2)top命令查看到的进程常驻内存RES,应该就是info命令查看到的redis包含碎片的占用内存used_memory_rss,也即是内核日志kill时的清理出来的内存anon-rss。
3)除了usa-4节点状况健康:碎片率1.37低于1.5、剩余内存5G、swap区几乎没用,其他节点碎片量和碎片率过大、内存剩余无几、swap区大量使用。尤其是usa-2节点离OOM不远,但其能在悬崖边游走而没有掉下去,是因为上面提到的K-V存储内存65%阈值告警对redis所做的保护只读不写,让包含碎片的总占用内存没有超过物理内存总量,但usa-9节点就没这么好运。
【解决问题】
1)保守治疗就是让redis节点不容易OOM。一是增加swap区加大物理内存耗尽的容忍度,降低触发oom-killer的机会;二是调低K-V存储告警阈值从65%到60%让保护提前生效,从而降低包含碎片的内存占用总量超过物理内存的风险。
2)有效治疗就是清理内存碎片,redis4.0之后具备了清理能力,但目前使用的redis3.2只能通过关机重启,加入新机器节点逐步迁移slot,迁移完成之后关闭重启旧节点。困难有三个:一是缺乏自动运维手段,逐个slot手工迁移费时;二是之前缺乏项目组对redis的使用约束,里面会存放有大key,迁移这些slot时带来的停顿项目组可不会接受;三是缺乏使用约束,项目组很可能把redis当db使用,这些被重度使用的slot所在节点会有master-slave保证高可用(几乎都不开持久化),如果迁移slot时在缺乏新的slave备份的情况下出现redis挂掉数据丢失,项目组完全无法接受。

☆ ☆ ☆

> _任务_: 请照原样抄录上面这段讲Redis内存碎片的原文中的一部分:从含有“2)top命令查看到的进程常”的语句开始,到“usa-9节点就没这么好运。”结束。

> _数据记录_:
☆ ☆ ☆

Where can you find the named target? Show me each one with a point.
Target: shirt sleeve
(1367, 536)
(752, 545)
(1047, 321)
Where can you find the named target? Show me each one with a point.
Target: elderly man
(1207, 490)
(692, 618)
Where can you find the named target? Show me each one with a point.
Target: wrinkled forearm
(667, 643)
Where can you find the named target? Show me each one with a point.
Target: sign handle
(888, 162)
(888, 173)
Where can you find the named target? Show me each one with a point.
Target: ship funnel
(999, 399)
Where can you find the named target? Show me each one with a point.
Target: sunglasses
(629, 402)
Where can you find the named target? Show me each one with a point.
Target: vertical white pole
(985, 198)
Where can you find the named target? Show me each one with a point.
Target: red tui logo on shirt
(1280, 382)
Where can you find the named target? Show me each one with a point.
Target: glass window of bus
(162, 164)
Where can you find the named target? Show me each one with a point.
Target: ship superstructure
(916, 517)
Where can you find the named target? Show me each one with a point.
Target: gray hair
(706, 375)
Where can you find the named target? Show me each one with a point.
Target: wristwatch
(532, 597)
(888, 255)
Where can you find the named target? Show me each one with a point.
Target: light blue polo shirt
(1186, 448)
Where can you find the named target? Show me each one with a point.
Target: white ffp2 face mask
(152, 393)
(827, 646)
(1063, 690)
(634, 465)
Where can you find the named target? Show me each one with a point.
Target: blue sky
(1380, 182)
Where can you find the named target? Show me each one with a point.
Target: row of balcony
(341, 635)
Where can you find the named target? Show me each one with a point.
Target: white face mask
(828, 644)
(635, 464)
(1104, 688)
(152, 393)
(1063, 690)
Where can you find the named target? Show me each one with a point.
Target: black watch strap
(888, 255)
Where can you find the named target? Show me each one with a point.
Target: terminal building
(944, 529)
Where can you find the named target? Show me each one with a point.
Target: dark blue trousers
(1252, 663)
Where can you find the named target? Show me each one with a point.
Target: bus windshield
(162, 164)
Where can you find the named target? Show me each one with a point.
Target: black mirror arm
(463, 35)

☆ ☆ ☆

> _结果_:
2)top命令查看到的进程常驻内存RES,应该就是info命令查看到的redis包含碎片的占用内存used_memory_rss,也即是内核日志kill时的清理出来的内存anon-rss。
3)除了usa-4节点状况健康:碎片率1.37低于1.5、剩余内存5G、swap区几乎没用,其他节点碎片量和碎片率过大、内存剩余无几、swap区大量使用。尤其是usa-2节点离OOM不远,但其能在悬崖边游走而没有掉下去,是因为上面提到的K-V存储内存65%阈值告警对redis所做的保护只读不写,让包含碎片的总占用内存没有超过物理内存总量,但usa-9节点就没这么好运。